**SOURCE**
********************
Investors Are Digging Gold Again
October 18 2018 - 8:29AM
Dow Jones News
By Riva Gold
In times of market turmoil, investors often embrace gold. And
when that happens, gold-mining stocks tend to do even better.
That has certainly been the case so far this month. New York
gold futures are up 2.7% so far in October versus a 3.6% decline
for the S&P 500. Shares of many of the world's biggest gold
miners, meanwhile, have notched double-digit gains.
Companies like Toronto's Barrick Gold Corp, South Africa's
AngloGold Ashanti and Acacia Mining are all up around 15% to 18%
after a bruising summer. The VanEck Vectors Gold Miners
exchange-traded fund and the iShares MSCI Global Gold Miners fund
-- which track indexes of global gold-mining firms -- are up around
8% to 9% this month.
Gold-miner stocks allow investors to double down on bets the
gold price will rise. These companies have higher fixed-investment
costs and can become much more profitable when gold prices climb.
Many of these companies pay out hefty dividends, too.
An added bonus: Hopes for further consolidation are adding to
the momentum after Barrick Gold in September agreed to buy Randgold
Resources Ltd. for $6 billion.
********************
**INFORMATION SHOWN**
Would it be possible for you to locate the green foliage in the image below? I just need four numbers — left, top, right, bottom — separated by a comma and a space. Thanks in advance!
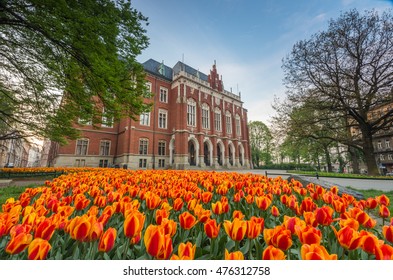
********************
**GOAL OF THE EXERCISE**
Return the passage of the gold article that starts at "An added bonus: Hopes" and ends at "for $6 billion.", copied word for word.

**PROBLEM SOLUTION**
An added bonus: Hopes for further consolidation are adding to
the momentum after Barrick Gold in September agreed to buy Randgold
Resources Ltd. for $6 billion.